:: ENTRIES

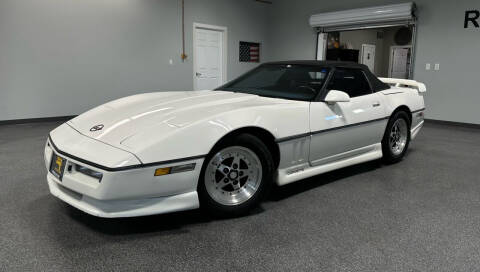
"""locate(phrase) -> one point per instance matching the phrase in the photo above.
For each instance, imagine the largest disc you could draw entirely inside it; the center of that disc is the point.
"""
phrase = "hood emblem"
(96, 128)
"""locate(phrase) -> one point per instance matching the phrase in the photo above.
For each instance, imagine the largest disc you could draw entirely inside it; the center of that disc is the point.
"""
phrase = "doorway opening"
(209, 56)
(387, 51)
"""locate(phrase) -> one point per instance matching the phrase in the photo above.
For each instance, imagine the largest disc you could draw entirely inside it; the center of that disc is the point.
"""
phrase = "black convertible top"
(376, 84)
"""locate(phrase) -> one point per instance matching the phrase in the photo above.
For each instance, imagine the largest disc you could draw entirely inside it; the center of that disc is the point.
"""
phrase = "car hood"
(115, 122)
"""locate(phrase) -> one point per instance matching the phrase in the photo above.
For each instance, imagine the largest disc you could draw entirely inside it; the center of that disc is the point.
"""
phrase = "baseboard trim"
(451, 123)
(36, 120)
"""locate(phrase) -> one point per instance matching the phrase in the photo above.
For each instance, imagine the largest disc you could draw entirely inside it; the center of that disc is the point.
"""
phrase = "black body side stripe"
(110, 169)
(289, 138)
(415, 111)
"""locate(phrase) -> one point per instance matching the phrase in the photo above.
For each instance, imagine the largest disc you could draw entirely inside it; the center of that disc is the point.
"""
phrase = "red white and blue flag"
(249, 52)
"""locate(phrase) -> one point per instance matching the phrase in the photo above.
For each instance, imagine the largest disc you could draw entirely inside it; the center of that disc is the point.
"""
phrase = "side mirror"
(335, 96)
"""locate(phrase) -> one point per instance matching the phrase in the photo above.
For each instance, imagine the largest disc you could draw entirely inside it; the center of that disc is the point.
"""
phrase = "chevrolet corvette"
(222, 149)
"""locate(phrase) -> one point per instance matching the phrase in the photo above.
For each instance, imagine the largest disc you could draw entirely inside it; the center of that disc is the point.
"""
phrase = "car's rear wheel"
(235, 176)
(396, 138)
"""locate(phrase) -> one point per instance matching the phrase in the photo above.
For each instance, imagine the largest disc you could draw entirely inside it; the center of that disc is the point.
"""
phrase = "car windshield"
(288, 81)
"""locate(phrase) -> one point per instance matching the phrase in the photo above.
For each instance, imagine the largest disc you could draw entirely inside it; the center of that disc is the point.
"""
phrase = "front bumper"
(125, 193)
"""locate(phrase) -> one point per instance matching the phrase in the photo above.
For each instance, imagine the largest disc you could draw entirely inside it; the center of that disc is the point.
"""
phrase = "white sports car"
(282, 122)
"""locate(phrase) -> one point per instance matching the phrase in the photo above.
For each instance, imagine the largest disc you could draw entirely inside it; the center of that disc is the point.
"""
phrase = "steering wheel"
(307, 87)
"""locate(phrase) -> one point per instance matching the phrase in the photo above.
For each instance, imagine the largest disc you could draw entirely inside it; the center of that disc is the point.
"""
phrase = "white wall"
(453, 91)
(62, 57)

::::

Reproduce every entry exactly, but omit each picture.

TASK ANSWER:
"""locate(phrase) -> one point per instance matching the phrase in the photo above.
For each instance, imagine the largest disc you could draw entirely inside it; the center of that disc is the point.
"""
phrase = "hood emblem"
(96, 128)
"""locate(phrase) -> one point per instance matching the phrase in the photo above.
For each instance, imagine the largest disc you could draw entirely inside it; the center of that disc is the point.
"""
phrase = "doorway opening"
(209, 56)
(387, 51)
"""locate(phrase) -> one point per instance matching the phrase in the photo above.
For each instance, imagine the largest disc you could draw entirely inside it; the center of that disc is the point.
"""
phrase = "black convertible top"
(376, 84)
"""locate(phrase) -> one point per instance matching the phrase in the photo above.
For each instance, imagine the largest disc you could draw entirely inside it; the center of that disc is the point.
"""
phrase = "car hood"
(115, 122)
"""locate(phrase) -> one point per instance matching the phrase in the photo above.
For each instance, imagine the largest disc you could draw entirely inside it; the center of that disc is the point.
"""
phrase = "baseboard trim"
(451, 123)
(36, 120)
"""locate(phrase) -> one point per instance matching the phrase in the photo above.
For each instance, imagine the largest disc you could draw entirely inside it; the center of that disc is the point.
"""
phrase = "black body side stripe"
(110, 169)
(289, 138)
(415, 111)
"""locate(phrase) -> one point per instance matching the phrase in the photo above.
For each instance, imagine the largest disc you could draw entirely inside it; the center of that disc is the point.
"""
phrase = "red white and blue flag"
(249, 52)
"""locate(phrase) -> one point per instance matching the phrase in the photo above.
For each instance, imagine the largest disc you could draw entirely inside it; the center of that disc is the point.
"""
phrase = "side mirror"
(335, 96)
"""locate(phrase) -> one point per instance matching the phrase in the photo above.
For each instance, imagine the largest disc you could draw entirely inside it; the center of that disc is the point.
"""
phrase = "chevrolet corvette"
(222, 149)
"""locate(phrase) -> one point per instance matching the phrase in the photo above.
For each instance, imagine the largest disc you could draw entirely inside it; the center of that disc is the point.
"""
phrase = "car's rear wheel"
(235, 176)
(396, 138)
"""locate(phrase) -> one point per instance matching the phrase in the photo above.
For each instance, imagine the largest disc you could draw entirely inside it; the center of that disc is the point.
"""
phrase = "car windshield"
(288, 81)
"""locate(phrase) -> one point per instance matching the phrase in the photo above.
For each instance, imagine the largest disc you could draw entirely inside it; the center of that disc is the point.
"""
phrase = "front bumper"
(125, 193)
"""locate(phrase) -> one point per instance matching the phrase in the photo above.
For each instance, imagine the largest disc you could draw entirely inside it; the center of that disc is the point.
"""
phrase = "white sports car"
(282, 122)
"""locate(phrase) -> one point per instance matching the phrase in the photo above.
For each instance, imagine the largest disc you could draw entirely inside it; the center of that disc is the point.
"""
phrase = "steering wheel"
(307, 87)
"""locate(phrase) -> one point per instance matching the phrase in the photo above.
For each instance, imagine the largest disc you could draw entirely inside it; the center of that disc is the point.
"""
phrase = "white wall"
(453, 91)
(62, 57)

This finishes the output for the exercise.